Assignment:
Exactly those lines running from the one containing "Note: for this drill, pin each instance of the red" to the end of the material are to be printed, and no others.

Exercise data:

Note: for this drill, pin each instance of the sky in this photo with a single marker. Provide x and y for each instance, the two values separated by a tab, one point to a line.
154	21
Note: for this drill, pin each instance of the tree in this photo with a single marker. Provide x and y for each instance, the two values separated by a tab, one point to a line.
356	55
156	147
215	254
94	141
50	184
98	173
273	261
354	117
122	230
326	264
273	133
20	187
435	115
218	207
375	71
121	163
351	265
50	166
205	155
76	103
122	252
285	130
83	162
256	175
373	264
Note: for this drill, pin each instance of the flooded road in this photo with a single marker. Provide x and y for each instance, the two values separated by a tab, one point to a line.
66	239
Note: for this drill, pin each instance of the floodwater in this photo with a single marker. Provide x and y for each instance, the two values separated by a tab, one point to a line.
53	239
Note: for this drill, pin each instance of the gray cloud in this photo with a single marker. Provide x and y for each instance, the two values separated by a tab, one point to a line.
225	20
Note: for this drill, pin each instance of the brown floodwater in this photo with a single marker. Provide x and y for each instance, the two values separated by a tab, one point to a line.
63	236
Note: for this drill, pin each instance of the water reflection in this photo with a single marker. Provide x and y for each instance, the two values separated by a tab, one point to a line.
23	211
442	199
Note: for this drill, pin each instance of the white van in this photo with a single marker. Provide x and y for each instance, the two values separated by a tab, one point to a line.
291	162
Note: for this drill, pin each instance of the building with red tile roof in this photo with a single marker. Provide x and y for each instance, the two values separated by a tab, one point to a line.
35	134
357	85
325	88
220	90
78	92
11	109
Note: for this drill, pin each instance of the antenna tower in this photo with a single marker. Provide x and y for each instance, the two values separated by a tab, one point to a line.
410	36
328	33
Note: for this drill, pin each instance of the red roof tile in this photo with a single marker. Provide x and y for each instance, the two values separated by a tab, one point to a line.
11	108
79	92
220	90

Completed exercise:
Note: for this drill, pin each instance of the red roof tile in this photo with a single marker. Provide x and y for each instance, the two values separated by a tab, one point to a line.
11	108
79	92
220	90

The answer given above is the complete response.